▶ DOCUMENT EXCERPT
Any assignment or transfer of, or attempt to assign or transfer, Purchaser's
interest in this Agreement shall be an act of default hereunder by Purchaser
and subject to the provisions of Paragraph 10.  Seller hereby consents to an
assignment to any corporation which is a wholly owned subsidiary of Purchaser,
provided such assignment is effected prior to the expiration of the Approval
Period.  However, Purchaser shall remain liable for all of the Purchaser's
obligations and undertakings set forth in this Agreement and the exhibits
attached hereto.

7    15.  BROKER.  The parties hereto acknowledge that Sage Properties
("Broker") is the only real estate broker involved in this transaction.  Seller
agrees to pay Broker a commission or fee ("Fee") pursuant to a listing
agreement between Seller and Broker.  However Seller represents that this Fee
is due and payable only from the proceeds of the Purchase Price received by
Seller.  Purchaser agrees to indemnify, defend and hold harmless the Seller and
any partner, affiliate, parent of Seller, and all shareholders, employees,
officers and directors of Seller or Seller's partner, parent or affiliate (each
of the above is individually referred to as a "Seller Indemnitee") from all
claims, including attorneys' fees and costs incurred by a Seller Indemnitee as
a result of anyone's (except Broker) claiming by or through Purchaser any
brokerage fee, commission or compensation on account of this Agreement, its
negotiation or the sale hereby contemplated.  Seller agrees to indemnify,
defend and hold harmless the Purchaser and all shareholders, employees,
trustees, officers and directors of Purchaser or Purchaser's parent or
affiliate (each of the above is individually referred to as a "Purchaser
Indemnitee") from all claims, including attorneys' fees and costs incurred by a
Purchaser Indemnitee as a result of anyone's claiming by or through Seller any
brokerage fee, commission or compensation (including the Broker) on account of
this Agreement, its negotiation or the sale hereby contemplated.

▶ DATASET EXCERPTS
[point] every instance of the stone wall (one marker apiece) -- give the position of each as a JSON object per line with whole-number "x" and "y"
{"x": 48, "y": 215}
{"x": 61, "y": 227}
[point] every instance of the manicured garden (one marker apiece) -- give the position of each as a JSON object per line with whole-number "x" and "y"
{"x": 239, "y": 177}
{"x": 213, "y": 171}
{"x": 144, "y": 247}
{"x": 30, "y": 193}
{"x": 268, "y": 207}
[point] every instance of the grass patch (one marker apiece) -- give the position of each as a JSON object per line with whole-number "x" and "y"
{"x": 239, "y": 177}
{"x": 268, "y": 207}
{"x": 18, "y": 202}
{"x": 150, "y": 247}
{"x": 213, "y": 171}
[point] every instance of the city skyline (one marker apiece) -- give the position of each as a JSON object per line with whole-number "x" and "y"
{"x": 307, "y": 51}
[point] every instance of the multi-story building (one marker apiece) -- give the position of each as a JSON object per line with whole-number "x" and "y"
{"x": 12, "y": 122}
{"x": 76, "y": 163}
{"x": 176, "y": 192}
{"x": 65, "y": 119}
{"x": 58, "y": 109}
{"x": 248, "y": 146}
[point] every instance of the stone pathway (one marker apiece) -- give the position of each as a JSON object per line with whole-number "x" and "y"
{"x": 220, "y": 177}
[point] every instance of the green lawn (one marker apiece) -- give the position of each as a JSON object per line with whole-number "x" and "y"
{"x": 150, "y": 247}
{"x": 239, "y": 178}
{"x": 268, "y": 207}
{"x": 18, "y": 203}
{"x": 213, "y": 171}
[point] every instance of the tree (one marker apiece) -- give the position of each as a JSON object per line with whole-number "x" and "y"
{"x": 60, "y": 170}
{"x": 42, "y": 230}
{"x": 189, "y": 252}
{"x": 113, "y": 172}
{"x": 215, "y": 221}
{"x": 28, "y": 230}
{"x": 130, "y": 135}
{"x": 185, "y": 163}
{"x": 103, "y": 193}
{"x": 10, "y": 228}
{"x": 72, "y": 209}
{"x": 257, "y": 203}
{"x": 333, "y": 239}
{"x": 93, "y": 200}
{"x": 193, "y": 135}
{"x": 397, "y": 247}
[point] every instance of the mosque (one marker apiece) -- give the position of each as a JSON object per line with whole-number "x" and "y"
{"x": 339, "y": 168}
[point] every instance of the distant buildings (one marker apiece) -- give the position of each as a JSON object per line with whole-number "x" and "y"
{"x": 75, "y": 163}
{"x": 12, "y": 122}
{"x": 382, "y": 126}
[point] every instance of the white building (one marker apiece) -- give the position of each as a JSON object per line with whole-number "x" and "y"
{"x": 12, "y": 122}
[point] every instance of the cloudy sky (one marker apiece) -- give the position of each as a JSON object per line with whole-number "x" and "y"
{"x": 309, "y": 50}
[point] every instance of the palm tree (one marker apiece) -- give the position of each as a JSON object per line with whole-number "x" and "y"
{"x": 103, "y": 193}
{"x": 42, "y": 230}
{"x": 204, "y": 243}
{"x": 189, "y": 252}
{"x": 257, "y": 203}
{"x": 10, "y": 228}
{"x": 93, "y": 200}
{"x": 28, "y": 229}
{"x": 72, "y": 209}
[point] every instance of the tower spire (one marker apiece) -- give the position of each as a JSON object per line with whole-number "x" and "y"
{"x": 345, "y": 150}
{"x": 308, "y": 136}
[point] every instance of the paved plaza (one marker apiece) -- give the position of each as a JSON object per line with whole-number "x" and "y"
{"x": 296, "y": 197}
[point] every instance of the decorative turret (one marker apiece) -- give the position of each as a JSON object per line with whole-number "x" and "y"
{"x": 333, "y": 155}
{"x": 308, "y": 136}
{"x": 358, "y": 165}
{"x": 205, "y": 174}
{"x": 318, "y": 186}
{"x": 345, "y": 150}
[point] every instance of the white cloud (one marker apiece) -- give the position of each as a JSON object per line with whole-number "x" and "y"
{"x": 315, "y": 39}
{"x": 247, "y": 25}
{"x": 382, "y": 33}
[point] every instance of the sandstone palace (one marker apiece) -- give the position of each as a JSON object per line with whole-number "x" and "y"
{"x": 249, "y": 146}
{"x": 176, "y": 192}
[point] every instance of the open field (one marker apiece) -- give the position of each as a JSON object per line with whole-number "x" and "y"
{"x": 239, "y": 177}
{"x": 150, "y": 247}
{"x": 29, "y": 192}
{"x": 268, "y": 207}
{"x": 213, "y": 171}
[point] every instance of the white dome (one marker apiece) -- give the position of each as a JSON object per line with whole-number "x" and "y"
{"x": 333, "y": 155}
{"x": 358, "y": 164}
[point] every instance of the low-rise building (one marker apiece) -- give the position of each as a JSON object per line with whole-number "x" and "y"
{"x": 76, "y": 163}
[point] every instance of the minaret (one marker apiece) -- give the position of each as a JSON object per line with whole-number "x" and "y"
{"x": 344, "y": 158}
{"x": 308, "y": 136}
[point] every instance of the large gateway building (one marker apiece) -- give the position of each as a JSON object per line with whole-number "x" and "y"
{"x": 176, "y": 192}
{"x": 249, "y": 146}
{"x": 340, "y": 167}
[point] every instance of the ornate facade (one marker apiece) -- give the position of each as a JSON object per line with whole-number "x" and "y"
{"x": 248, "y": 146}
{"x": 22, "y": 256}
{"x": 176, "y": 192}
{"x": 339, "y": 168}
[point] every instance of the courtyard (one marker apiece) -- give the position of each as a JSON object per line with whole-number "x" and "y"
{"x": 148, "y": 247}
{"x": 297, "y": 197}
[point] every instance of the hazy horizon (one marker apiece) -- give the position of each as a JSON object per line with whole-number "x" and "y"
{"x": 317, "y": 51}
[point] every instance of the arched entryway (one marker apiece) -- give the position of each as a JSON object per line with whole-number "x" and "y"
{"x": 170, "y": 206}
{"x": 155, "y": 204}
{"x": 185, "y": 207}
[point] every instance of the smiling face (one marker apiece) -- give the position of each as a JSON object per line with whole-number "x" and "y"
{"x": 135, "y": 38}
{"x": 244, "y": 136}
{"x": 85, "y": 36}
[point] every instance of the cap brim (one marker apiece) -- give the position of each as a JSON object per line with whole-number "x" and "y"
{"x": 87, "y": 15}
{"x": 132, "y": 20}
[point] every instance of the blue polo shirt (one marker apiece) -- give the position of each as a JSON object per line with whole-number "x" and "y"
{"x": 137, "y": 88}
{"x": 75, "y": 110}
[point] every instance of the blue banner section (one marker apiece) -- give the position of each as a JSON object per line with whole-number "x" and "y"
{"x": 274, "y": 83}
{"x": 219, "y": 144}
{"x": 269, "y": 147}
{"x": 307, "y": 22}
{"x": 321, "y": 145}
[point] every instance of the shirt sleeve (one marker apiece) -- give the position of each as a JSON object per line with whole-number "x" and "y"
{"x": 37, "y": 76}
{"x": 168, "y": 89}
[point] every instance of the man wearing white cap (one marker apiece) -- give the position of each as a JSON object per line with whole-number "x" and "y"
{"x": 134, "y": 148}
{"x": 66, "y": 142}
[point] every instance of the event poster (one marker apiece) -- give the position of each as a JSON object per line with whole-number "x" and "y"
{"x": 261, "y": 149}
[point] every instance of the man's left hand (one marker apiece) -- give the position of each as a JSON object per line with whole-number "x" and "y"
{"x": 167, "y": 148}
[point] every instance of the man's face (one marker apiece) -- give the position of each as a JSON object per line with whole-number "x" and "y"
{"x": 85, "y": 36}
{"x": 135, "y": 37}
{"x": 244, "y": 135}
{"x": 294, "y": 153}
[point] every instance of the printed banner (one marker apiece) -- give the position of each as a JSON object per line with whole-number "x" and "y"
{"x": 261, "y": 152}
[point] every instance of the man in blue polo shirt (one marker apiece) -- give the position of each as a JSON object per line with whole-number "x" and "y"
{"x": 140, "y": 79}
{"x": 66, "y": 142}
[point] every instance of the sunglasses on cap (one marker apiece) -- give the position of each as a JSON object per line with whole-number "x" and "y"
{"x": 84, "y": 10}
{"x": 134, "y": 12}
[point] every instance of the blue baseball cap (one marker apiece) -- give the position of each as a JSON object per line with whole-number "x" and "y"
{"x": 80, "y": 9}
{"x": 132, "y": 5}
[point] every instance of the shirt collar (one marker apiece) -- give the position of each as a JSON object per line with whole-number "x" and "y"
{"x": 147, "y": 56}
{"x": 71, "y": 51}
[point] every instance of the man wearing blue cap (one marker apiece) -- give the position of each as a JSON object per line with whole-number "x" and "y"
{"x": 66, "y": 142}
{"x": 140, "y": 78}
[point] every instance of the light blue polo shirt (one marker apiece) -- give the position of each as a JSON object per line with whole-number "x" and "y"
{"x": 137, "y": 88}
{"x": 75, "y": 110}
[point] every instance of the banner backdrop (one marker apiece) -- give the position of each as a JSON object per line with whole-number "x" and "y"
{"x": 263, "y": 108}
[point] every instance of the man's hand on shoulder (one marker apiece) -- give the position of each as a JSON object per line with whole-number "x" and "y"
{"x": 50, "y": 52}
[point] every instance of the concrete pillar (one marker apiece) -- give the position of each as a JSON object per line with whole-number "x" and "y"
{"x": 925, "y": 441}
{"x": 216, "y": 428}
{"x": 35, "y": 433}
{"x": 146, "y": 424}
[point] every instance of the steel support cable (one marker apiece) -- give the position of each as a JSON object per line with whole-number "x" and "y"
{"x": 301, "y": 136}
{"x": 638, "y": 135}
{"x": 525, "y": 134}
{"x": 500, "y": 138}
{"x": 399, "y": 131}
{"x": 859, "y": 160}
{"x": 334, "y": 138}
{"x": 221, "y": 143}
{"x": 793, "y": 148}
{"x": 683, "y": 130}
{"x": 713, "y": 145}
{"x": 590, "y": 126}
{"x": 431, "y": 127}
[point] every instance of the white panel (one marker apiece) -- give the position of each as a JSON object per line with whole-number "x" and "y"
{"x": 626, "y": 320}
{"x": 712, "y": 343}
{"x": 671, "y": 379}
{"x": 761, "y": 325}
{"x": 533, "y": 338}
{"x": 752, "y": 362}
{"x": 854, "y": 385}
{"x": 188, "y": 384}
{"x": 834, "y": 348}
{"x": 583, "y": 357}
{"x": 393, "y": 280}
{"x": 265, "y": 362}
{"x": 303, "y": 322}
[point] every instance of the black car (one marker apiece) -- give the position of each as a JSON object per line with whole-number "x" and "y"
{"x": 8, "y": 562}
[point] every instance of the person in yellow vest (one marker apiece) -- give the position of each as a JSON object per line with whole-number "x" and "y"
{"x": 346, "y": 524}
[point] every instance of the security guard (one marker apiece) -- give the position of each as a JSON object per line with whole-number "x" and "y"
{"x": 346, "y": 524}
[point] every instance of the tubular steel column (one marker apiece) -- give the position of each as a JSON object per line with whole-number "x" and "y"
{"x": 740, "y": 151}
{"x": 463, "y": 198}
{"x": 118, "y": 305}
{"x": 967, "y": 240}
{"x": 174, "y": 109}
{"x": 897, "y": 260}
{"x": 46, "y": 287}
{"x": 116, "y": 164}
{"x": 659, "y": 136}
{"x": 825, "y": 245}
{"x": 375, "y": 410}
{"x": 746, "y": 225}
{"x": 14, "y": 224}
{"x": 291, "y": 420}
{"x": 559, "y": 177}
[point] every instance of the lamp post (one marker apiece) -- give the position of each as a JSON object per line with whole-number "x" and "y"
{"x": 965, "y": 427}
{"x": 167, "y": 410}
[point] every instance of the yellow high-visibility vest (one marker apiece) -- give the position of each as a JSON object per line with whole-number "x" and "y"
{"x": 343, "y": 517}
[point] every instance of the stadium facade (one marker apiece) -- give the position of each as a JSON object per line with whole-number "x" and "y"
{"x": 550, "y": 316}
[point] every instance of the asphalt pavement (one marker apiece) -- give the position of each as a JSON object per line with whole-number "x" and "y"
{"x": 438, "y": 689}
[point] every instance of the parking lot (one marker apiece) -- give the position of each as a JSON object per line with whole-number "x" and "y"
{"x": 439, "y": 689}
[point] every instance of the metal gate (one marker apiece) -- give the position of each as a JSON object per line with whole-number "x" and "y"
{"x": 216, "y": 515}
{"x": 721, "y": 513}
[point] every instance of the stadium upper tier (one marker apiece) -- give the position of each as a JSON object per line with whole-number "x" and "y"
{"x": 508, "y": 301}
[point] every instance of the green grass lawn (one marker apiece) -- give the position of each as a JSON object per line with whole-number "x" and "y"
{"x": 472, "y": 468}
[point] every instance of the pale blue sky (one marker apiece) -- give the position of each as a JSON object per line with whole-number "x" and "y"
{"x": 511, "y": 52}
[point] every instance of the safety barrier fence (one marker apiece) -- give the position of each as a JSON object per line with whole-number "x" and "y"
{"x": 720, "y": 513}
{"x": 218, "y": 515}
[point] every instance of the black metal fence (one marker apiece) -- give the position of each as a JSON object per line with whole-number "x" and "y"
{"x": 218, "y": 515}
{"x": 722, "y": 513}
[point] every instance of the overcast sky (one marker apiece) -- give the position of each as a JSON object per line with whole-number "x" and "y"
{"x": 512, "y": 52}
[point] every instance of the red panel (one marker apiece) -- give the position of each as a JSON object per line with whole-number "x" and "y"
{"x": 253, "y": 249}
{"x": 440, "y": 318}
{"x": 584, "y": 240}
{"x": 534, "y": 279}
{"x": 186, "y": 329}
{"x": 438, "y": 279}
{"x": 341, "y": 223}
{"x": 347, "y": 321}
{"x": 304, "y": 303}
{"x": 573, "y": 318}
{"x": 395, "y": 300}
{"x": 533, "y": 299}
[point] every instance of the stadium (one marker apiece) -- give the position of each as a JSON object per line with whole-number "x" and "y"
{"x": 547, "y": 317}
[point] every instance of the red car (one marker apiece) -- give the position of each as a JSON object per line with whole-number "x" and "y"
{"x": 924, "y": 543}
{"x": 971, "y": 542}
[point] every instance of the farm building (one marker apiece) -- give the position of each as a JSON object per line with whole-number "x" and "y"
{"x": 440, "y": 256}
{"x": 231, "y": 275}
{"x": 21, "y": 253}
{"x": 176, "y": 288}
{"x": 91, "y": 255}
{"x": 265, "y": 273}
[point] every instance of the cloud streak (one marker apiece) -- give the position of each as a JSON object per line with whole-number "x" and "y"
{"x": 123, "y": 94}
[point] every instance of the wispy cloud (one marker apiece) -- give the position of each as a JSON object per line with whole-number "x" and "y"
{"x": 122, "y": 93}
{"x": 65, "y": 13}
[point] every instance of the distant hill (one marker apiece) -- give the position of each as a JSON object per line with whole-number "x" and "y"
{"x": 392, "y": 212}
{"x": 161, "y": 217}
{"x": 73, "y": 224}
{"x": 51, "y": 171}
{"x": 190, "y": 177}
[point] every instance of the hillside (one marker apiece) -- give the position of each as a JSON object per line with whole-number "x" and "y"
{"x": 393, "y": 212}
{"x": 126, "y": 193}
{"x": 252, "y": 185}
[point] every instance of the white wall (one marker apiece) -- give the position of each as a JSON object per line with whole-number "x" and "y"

▶ WRITTEN INSTRUCTION 1
In the contract excerpt, which firm is named as the only real estate broker involved in the transaction?
▶ WRITTEN INSTRUCTION 2
List every party or role that the contract excerpt includes under the term "Purchaser Indemnitee".

▶ EXERCISE OUTPUT 1
Sage Properties

▶ EXERCISE OUTPUT 2
- the Purchaser
- shareholders
- employees
- trustees
- officers
- directors

The shareholders, employees, trustees, officers and directors may be those of the Purchaser or of the Purchaser's parent or affiliate.